▶ _Text_

# Bonjour et Cava?



## B1ondini (Mar 19, 2007)

Hi all,
We have been 'over the water' for the past three years running, and covered bits of France, Belgium, Luxembourg, Germany, Switzerland, Austria, Italy, Spain and Andorra on our travels (makes us sound like explorers, but its easy to do when you get over there isnt it?).

So far we have managed to eat, sleep and even get our vehicle repaired on a couple of occasions (2 punctures and a flat battery) by the use of arm waving, pictures and our collection of good old Collins dictionaries.

Between us, we speak a small amount of French, and are learning more each time we go out there. I was considering taking a proper French course due to the number of times we seem to be there (we're off again in two weeks - hooray!)

What we were wondering was how you lot get on out there - the same as us? or are you all fluent in many exotic languages?

Hopefully, many of you are in the same boat as us, and we are not alone on this one.

Cheers.


----------



## teemyob (Nov 22, 2005)

*Bonsoir*

Bonsoir,

et Ca Va!

We get by mainly in English.

However, I speak conversational French, some German (mainly technical) and a little Valencian. Ann-Marie speaks a little French.

Contrary to popular belief, French people (in Particular Parisians) speak and understand more English than they let on. Indeed many Parisians actually converse a lot in l'anglais.

Any country we visit, we always learn the Basic Hello, Please thankyou and goodbye.

If you are considering a French course try ebay for Linguaphone or similar. They realy are a great help. On from that is your Local college or Alliance Francais (expensive). Immerse yourself in the Language as much as you can. Try tuning to TV5 on Sky, watch subtitled French films and the way I learn the most, I buy Camping Car Monde Magazine when in France and read it front to back. Reading any French literature, magazines and newspapers helps me a lot.

Hope this helps?

Bonne Route, a la Prochaine

Trev.


----------



## takeaflight (May 9, 2005)

Often wondered if there any French campsites that run French courses !

May be an oppotunity for someone if they read this.

Roy


----------



## teemyob (Nov 22, 2005)

*Le Camping*



takeaflight said:


> Often wondered if there any French campsites that run French courses !
> 
> May be an oppotunity for someone if they read this.
> 
> Roy


I think I did see somewhere, Language Lessons in Normandy and Languedoc on Campsites. Courses from 2 - 26 weeks.

Anyone else seen these?

Trev


----------



## Telbell (May 1, 2005)

Do a google on "Michel Thomas French" and try and get hold of his CD's or tapes. He's left this mortal existence now but his way of teaching is SOOOPerb. I am (reasonably) fluent in French (modest :lol: ) but used his material to learn German. It's an unusual;method but you should be able to get hold of his stuff on Ebay

No Grammar (not much anyway)no writing-just conversation by building up sentences


----------



## smithies (Jul 1, 2007)

▶ _Material shown_
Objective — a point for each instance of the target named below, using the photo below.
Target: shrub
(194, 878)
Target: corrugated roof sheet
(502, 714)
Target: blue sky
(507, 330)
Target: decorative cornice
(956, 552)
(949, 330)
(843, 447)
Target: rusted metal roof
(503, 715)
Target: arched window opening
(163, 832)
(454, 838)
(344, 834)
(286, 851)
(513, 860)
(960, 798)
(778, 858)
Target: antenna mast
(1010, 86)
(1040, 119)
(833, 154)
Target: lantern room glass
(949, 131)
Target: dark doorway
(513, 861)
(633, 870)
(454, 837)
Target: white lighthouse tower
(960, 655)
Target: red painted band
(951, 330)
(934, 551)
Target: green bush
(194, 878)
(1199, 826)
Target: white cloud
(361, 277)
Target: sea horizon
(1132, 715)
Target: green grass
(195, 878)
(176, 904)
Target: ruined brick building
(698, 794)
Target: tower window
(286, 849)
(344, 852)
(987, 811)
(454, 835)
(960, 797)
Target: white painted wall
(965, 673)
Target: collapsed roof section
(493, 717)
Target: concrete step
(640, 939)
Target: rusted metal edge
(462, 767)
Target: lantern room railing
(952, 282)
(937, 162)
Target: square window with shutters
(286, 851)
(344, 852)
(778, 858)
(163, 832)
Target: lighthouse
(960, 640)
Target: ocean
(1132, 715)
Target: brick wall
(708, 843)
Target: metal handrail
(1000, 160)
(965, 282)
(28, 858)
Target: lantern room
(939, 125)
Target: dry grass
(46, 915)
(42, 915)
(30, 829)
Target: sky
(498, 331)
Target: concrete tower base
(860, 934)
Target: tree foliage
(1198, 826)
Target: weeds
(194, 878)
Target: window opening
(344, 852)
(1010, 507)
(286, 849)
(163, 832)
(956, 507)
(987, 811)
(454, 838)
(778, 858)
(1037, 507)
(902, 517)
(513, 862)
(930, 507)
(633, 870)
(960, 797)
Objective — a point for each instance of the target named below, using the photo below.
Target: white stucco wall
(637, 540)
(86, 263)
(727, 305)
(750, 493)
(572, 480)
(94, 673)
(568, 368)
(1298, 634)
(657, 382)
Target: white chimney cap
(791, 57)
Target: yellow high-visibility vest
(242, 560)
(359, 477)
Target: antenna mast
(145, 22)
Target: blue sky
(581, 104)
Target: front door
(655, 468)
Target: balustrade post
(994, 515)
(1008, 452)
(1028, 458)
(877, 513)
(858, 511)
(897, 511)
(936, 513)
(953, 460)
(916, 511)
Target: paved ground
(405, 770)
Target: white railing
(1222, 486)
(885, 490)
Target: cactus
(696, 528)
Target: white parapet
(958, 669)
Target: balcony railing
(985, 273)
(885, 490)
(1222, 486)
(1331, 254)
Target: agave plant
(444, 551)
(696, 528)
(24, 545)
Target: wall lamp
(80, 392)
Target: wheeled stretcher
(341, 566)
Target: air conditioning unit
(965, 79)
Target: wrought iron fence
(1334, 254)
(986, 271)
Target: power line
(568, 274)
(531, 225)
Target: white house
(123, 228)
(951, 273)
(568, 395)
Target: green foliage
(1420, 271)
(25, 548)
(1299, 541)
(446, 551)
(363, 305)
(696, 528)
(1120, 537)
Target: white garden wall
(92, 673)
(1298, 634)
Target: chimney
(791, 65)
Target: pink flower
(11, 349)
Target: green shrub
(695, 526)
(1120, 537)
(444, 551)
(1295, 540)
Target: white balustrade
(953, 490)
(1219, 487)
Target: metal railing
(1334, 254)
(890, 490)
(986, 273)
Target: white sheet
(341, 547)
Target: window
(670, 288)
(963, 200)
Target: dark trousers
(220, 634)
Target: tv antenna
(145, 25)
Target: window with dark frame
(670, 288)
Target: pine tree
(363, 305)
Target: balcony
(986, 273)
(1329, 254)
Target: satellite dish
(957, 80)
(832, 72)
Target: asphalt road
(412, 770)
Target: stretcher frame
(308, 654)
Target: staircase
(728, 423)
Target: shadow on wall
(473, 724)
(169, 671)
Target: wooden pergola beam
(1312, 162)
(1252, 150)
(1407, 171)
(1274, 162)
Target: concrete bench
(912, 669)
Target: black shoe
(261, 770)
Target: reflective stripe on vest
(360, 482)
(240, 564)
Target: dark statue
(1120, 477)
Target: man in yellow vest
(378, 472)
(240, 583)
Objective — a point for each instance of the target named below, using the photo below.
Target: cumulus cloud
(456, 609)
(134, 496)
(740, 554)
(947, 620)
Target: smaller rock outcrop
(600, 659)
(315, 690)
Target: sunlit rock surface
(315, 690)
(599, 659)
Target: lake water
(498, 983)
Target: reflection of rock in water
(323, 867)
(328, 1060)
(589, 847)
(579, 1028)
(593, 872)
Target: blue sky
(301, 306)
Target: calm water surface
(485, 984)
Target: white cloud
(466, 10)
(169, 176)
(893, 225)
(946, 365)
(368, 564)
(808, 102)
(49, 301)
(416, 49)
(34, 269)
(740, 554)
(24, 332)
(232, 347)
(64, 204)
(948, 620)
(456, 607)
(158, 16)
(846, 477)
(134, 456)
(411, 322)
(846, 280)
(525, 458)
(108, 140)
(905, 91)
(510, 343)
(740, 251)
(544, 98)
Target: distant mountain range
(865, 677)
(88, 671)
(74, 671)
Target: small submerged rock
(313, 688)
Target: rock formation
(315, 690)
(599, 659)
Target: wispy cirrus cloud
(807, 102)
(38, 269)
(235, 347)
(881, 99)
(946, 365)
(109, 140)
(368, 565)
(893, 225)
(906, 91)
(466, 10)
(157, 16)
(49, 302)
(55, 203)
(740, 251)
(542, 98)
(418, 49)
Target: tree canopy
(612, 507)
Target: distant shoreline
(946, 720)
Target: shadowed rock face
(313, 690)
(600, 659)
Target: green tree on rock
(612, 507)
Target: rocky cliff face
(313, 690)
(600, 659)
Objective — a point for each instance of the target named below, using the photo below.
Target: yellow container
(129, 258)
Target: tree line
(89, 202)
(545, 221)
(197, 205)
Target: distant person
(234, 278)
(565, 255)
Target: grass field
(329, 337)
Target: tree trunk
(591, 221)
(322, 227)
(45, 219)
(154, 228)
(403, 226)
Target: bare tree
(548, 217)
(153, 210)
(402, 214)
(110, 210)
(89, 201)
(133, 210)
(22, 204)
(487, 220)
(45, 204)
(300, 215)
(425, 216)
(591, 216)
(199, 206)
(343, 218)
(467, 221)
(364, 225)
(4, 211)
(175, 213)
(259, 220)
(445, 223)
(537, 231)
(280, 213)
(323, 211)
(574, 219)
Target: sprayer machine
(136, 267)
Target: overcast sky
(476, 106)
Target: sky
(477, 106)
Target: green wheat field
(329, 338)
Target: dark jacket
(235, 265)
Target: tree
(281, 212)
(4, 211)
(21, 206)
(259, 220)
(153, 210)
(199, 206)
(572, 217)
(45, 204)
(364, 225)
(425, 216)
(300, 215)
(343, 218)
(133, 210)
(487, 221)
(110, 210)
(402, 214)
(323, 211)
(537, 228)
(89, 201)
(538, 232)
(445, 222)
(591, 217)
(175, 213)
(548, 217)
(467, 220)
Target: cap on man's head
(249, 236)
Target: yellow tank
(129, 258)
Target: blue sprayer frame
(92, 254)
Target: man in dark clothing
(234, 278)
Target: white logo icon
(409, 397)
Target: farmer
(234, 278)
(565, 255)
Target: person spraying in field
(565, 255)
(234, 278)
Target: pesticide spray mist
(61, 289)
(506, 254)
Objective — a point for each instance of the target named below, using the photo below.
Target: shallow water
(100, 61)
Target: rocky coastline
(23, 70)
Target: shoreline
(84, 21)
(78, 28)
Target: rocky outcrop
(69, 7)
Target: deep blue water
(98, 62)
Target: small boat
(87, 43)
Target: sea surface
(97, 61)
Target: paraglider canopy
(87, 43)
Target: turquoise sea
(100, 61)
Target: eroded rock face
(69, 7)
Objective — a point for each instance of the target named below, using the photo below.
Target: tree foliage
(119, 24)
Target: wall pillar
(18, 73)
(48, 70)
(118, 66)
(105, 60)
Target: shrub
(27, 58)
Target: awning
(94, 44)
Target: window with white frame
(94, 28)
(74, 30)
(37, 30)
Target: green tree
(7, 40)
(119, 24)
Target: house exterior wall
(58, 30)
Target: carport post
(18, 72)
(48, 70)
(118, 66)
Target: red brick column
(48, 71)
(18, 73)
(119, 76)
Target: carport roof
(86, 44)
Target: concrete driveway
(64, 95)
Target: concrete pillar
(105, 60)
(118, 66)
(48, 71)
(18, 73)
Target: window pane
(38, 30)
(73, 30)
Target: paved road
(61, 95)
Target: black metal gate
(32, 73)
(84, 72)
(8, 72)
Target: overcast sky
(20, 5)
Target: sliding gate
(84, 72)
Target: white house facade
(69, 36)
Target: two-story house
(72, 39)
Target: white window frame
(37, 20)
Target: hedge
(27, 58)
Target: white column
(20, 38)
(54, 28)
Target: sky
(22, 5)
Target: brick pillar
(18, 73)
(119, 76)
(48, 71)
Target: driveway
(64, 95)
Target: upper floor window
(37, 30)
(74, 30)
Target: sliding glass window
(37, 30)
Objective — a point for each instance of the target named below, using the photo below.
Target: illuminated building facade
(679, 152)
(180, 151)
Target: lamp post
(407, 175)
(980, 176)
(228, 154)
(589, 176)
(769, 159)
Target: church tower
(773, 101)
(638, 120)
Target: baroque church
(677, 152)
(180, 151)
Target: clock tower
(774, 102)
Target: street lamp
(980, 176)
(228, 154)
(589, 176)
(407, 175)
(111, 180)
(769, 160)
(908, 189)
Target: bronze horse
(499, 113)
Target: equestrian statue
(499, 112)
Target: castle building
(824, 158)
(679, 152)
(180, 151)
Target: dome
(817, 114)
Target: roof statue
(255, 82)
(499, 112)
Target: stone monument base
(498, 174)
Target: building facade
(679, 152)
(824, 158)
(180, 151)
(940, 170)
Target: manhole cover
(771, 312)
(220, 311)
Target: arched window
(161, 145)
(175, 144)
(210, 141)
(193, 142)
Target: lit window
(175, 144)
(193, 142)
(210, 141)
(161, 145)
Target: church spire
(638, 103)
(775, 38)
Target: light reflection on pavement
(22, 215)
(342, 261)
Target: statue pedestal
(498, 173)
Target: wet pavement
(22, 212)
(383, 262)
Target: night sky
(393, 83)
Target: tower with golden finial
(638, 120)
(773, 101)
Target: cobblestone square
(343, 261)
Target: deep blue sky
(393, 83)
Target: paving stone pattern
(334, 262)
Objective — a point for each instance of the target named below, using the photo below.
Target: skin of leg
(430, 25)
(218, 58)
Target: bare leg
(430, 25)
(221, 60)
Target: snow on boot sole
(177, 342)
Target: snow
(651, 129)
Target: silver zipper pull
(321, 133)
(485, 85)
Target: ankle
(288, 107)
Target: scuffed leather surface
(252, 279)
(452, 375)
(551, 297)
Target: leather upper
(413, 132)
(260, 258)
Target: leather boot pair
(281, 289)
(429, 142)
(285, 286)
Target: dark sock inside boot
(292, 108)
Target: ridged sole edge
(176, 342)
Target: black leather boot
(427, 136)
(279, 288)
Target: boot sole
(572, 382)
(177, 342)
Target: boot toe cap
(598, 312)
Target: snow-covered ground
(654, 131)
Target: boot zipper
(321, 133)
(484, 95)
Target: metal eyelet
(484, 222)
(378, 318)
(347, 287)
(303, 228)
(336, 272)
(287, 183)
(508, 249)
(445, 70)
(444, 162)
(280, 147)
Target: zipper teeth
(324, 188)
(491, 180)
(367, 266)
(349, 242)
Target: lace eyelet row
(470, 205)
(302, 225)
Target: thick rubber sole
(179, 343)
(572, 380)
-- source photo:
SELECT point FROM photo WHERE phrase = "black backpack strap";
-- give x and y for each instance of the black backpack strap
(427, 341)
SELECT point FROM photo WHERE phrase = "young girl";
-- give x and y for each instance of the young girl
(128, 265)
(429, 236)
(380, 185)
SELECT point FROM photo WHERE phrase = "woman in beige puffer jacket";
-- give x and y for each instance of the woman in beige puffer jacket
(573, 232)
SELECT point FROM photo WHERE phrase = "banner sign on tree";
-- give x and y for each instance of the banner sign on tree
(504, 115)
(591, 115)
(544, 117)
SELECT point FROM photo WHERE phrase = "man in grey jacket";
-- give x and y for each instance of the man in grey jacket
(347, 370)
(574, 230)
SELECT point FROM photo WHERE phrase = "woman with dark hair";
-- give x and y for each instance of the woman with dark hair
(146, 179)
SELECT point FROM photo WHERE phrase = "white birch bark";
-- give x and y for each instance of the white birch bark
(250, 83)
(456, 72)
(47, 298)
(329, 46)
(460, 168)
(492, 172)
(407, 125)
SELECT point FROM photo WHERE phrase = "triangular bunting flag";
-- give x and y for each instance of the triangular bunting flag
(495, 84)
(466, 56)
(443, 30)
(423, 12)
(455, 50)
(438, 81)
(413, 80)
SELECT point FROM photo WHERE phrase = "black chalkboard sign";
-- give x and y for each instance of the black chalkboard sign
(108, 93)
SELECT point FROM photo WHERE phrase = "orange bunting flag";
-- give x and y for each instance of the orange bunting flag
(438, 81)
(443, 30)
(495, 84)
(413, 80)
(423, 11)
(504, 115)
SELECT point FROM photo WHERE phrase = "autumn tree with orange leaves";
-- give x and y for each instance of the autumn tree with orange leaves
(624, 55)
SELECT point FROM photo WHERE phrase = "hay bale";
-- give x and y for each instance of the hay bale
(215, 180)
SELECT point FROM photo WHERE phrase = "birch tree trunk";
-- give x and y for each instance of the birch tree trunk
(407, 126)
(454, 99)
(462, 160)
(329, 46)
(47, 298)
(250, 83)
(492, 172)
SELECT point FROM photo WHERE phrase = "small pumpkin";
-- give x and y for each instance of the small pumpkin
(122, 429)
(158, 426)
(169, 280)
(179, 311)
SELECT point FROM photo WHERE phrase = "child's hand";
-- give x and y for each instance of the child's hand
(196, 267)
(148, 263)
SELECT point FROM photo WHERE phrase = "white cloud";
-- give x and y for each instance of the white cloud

▶ _Exercise aim_
Reproduce word for word the passage of the thread about getting by in French, starting with "However, I speak" and going on through "helps me a lot.".

▶ _Expected output_
However, I speak conversational French, some German (mainly technical) and a little Valencian. Ann-Marie speaks a little French.

Contrary to popular belief, French people (in Particular Parisians) speak and understand more English than they let on. Indeed many Parisians actually converse a lot in l'anglais.

Any country we visit, we always learn the Basic Hello, Please thankyou and goodbye.

If you are considering a French course try ebay for Linguaphone or similar. They realy are a great help. On from that is your Local college or Alliance Francais (expensive). Immerse yourself in the Language as much as you can. Try tuning to TV5 on Sky, watch subtitled French films and the way I learn the most, I buy Camping Car Monde Magazine when in France and read it front to back. Reading any French literature, magazines and newspapers helps me a lot.